Rewrite the part that opens with the line containing "This trail-cam photo was taken at dusk. Identify orange" and closes with the line containing "[207,119,219,177]", replacing "dusk" with "dawn" and leaving everything else unchanged. Give only those rows and leave the pictures out.

--- PROVIDED RECORDS ---

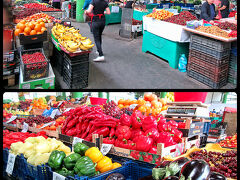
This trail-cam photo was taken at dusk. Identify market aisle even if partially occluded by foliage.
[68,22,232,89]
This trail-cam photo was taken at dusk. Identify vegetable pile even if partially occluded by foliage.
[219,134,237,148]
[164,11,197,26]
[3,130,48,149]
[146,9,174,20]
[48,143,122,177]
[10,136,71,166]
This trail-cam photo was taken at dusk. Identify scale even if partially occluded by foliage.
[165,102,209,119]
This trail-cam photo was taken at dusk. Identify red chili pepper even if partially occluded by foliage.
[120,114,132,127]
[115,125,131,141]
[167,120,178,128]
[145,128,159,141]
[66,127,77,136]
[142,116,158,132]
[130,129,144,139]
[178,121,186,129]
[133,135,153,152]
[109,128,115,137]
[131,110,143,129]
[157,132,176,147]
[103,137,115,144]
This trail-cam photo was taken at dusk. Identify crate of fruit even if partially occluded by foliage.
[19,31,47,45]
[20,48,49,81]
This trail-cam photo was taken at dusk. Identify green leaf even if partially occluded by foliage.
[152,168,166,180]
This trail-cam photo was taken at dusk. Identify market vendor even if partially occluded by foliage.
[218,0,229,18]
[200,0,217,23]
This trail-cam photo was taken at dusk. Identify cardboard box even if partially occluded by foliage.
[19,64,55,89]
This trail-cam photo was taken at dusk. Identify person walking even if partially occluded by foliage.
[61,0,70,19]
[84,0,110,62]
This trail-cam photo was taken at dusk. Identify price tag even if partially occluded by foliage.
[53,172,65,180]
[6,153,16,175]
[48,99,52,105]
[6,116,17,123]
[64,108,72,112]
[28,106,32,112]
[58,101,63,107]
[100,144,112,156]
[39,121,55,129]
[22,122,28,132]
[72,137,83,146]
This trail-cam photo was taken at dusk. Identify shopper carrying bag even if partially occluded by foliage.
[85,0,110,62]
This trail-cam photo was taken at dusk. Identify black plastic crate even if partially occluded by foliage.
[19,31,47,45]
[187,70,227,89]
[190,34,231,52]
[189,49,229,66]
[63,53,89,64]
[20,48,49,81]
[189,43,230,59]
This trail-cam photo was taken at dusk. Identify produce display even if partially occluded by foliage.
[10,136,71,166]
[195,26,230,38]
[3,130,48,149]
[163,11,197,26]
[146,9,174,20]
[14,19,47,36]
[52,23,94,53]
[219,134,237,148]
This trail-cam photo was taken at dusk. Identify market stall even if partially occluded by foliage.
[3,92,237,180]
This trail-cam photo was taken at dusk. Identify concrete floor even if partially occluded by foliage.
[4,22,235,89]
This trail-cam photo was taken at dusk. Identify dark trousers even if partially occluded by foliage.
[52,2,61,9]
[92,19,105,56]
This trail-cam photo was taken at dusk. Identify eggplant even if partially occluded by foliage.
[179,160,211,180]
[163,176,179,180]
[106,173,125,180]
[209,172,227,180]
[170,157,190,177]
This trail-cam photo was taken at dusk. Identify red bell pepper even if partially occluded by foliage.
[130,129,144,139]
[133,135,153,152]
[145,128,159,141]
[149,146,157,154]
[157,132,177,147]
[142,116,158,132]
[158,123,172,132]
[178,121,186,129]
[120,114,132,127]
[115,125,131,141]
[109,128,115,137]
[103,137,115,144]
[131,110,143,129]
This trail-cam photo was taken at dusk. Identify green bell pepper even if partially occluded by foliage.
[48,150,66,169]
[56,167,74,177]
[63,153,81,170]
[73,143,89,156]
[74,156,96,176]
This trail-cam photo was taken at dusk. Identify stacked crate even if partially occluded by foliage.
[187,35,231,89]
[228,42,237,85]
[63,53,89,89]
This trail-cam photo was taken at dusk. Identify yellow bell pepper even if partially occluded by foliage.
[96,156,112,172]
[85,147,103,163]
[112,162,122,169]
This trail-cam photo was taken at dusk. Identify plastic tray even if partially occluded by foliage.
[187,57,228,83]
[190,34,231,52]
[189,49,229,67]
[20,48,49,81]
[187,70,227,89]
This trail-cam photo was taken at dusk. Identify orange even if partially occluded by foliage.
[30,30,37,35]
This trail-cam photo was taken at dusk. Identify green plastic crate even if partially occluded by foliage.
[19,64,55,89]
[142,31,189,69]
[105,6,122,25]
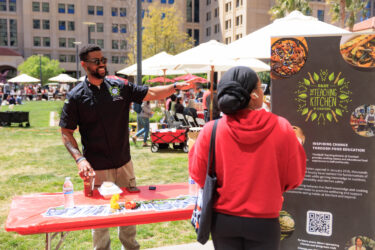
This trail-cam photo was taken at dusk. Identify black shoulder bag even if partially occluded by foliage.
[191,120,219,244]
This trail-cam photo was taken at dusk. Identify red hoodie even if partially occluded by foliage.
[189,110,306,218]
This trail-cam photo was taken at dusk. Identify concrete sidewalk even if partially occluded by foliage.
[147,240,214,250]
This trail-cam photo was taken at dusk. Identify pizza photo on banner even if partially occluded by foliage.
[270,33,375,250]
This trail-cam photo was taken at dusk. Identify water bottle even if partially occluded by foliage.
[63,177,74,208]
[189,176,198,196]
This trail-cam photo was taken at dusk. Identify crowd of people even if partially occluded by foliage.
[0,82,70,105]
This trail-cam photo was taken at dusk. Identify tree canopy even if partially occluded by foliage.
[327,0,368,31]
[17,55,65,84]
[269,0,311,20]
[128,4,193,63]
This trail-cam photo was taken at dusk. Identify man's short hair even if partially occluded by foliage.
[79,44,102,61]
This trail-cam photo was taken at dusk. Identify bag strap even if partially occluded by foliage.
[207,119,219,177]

---
--- PROVIDED RECORDS ---

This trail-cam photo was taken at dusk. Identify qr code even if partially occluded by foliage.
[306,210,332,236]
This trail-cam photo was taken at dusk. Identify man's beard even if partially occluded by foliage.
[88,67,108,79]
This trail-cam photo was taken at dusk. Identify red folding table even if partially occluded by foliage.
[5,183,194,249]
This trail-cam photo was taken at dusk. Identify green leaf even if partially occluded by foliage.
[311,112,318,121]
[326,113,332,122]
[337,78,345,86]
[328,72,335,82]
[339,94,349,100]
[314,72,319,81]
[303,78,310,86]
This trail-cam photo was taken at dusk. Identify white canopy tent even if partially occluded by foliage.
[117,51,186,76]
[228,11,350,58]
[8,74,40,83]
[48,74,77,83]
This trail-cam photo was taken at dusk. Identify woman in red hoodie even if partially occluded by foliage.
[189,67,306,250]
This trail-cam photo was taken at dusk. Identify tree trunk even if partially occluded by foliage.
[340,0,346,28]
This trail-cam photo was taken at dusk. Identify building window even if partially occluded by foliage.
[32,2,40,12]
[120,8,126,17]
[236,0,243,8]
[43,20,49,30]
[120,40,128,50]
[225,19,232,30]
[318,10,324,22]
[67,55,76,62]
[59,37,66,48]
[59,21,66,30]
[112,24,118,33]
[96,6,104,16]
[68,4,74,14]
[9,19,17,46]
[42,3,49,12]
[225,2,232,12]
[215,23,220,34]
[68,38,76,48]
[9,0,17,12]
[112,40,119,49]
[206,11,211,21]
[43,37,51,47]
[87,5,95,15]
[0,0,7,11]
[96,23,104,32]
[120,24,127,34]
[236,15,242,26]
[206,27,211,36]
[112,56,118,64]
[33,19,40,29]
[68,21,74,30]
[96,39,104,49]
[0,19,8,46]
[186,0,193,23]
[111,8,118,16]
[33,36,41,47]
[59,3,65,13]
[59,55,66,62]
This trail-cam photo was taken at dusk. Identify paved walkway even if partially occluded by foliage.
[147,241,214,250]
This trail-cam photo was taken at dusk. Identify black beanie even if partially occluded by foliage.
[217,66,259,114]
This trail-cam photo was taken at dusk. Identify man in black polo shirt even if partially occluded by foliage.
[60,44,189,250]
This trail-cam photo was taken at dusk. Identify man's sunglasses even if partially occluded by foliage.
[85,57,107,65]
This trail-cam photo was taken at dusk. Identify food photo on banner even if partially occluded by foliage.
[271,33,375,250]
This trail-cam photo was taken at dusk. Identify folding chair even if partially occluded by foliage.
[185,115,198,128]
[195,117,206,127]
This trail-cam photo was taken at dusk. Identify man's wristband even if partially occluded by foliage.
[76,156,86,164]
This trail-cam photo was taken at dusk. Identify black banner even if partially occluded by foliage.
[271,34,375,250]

---

FINAL ANSWER:
This trail-cam photo was taken at dawn. Identify orange even if partially occluded by foliage.
[30,30,37,35]
This trail-cam photo was taken at dawn. Identify green plastic crate even if partially occluded by foliage.
[19,64,55,89]
[142,31,189,69]
[105,6,122,25]
This trail-cam photo was taken at dawn. Identify black shoulder bag even if partially occluded by foliage.
[191,120,219,244]
This trail-cam photo was taken at dawn. Identify red hoodie even if partially occluded by foliage.
[189,110,306,218]
This trail-cam photo was taken at dawn. Identify concrete sidewalk even if partially occluded by foliage.
[147,240,214,250]
This trail-cam photo was taken at dawn. Identify pizza photo on banner even if partially occluded by foliage.
[270,33,375,250]
This trail-cam photo was taken at dawn. Identify water bottle even if partially occluded by foliage.
[63,177,74,208]
[189,176,198,196]
This trail-cam photo was taken at dawn. Identify crowd of people even if partially occluded by foliage.
[0,82,70,105]
This trail-cam photo was taken at dawn. Identify tree canopy even if partially occluded by foliage.
[327,0,368,31]
[17,55,65,84]
[269,0,311,20]
[128,4,193,63]
This trail-cam photo was taken at dawn. Identify man's short hair even if partially occluded by foliage.
[79,44,102,61]
This trail-cam photo was taken at dawn. Identify bag strap even if partially occluded by foliage.
[207,119,219,177]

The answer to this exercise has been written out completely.